====== DATA FOR THE TASK
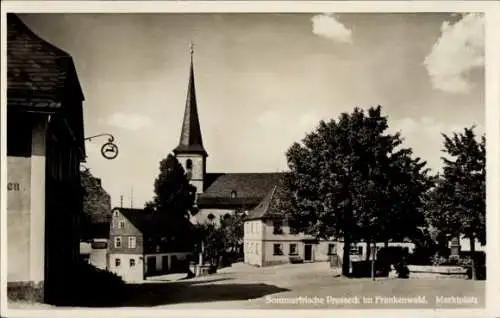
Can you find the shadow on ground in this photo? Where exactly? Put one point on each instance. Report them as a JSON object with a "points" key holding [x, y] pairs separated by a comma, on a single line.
{"points": [[156, 294]]}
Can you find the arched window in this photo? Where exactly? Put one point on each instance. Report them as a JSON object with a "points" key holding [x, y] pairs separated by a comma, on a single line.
{"points": [[189, 169]]}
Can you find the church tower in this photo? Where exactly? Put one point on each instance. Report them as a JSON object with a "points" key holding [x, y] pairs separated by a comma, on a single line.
{"points": [[190, 151]]}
============
Rewrite every line of the items above, requests included but pictures left out. In the answers, multiply each x and y point coordinate by 0.7 and round to a whole number, with halves rounded up.

Can you find the shadow on ground in this photo? Where exactly? Put one point on each instance. Report them as a JSON object with a "points" key holding [x, y] pairs separated by a comma, on a single line.
{"points": [[109, 206]]}
Can you find the arched window in this photo? Where exactly? Put one point on each instance. Report them as a JSON object with a "points" key holding [x, y] pairs separated by a comma, on a single line.
{"points": [[132, 118]]}
Can you find the church tower in this photo? Where exactly? Put one point on each instance. Report them as a JSON object with a "points" key holding [x, y] pairs separated by a comma, on a single line.
{"points": [[133, 106]]}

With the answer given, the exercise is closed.